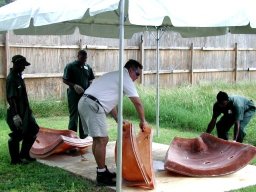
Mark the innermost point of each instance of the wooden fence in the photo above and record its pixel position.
(183, 63)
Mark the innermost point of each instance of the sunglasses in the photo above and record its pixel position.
(137, 72)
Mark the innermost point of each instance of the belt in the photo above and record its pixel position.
(93, 98)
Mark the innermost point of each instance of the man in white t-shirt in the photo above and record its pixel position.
(100, 99)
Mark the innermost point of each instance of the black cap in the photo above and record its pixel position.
(222, 96)
(20, 60)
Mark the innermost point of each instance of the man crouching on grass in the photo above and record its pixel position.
(100, 99)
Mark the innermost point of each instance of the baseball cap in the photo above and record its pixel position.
(20, 60)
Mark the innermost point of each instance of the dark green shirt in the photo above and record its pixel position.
(237, 107)
(77, 74)
(16, 89)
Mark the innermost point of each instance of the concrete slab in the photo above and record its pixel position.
(86, 167)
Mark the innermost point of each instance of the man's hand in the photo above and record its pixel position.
(17, 121)
(78, 89)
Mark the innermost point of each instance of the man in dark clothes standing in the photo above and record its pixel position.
(77, 75)
(237, 111)
(19, 115)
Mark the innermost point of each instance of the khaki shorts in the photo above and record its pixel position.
(93, 117)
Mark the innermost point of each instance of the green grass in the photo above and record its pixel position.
(184, 112)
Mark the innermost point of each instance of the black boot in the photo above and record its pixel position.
(106, 178)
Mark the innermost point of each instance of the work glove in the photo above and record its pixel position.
(17, 121)
(78, 89)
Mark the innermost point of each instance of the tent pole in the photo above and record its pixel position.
(157, 86)
(120, 98)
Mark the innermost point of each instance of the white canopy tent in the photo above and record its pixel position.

:: What to work on ::
Restate each record from above word for word, excluding any picture it holds.

:: Written solution ::
Mark the innermost point of each instance of the wooden fence in the photo above and record its pixel position.
(183, 63)
Mark the innermost point of each instance of the sunglasses in the photo above and record its pixel position.
(137, 72)
Mark the innermost point of each instance of the belt in the photo above and record its pixel position.
(93, 98)
Mark the innermost point of each instance of the man in white t-shirt in the photo above and record its pixel position.
(100, 99)
Mark the innermost point of each instance of the black cap in the photo above and record its pixel position.
(222, 96)
(20, 60)
Mark the innermost point of each instance of the man crouching on grass in the photo above and record its pixel position.
(100, 99)
Mark the innermost point of each instance of the baseball cap in the photo above and record its pixel position.
(20, 60)
Mark the innermost point of each instance of the dark green shirt in the photo above and record its pixel position.
(237, 107)
(77, 74)
(16, 89)
Mark the innermost point of each instance of the concrete slab in the photo above and record its pixel position.
(86, 167)
Mark the innermost point of each instance of the man's hand in the photo above and record its pixel position.
(17, 121)
(78, 89)
Mark the innermost point of each instance of the man in dark clothes standing in the photo above and record its pixel position.
(77, 75)
(237, 111)
(19, 115)
Mark the innermost point of each instance of the khaki shorts in the photo above and record its pixel position.
(93, 117)
Mark the innermost point of each instance of the green grass in the photo above and record its pixel position.
(184, 112)
Mark the innermost point of each instance of the black boot in the photo above and record its pixel position.
(106, 178)
Mark the innermost point of each instance of the work glove in the photo above and record its pixel position.
(17, 121)
(78, 89)
Mark the innermost point of each instance of the tent pole in the photo above and record its pixel position.
(157, 86)
(120, 98)
Mark the innermost point of each instance of the white canopy tent in the photo above and record its pixel position.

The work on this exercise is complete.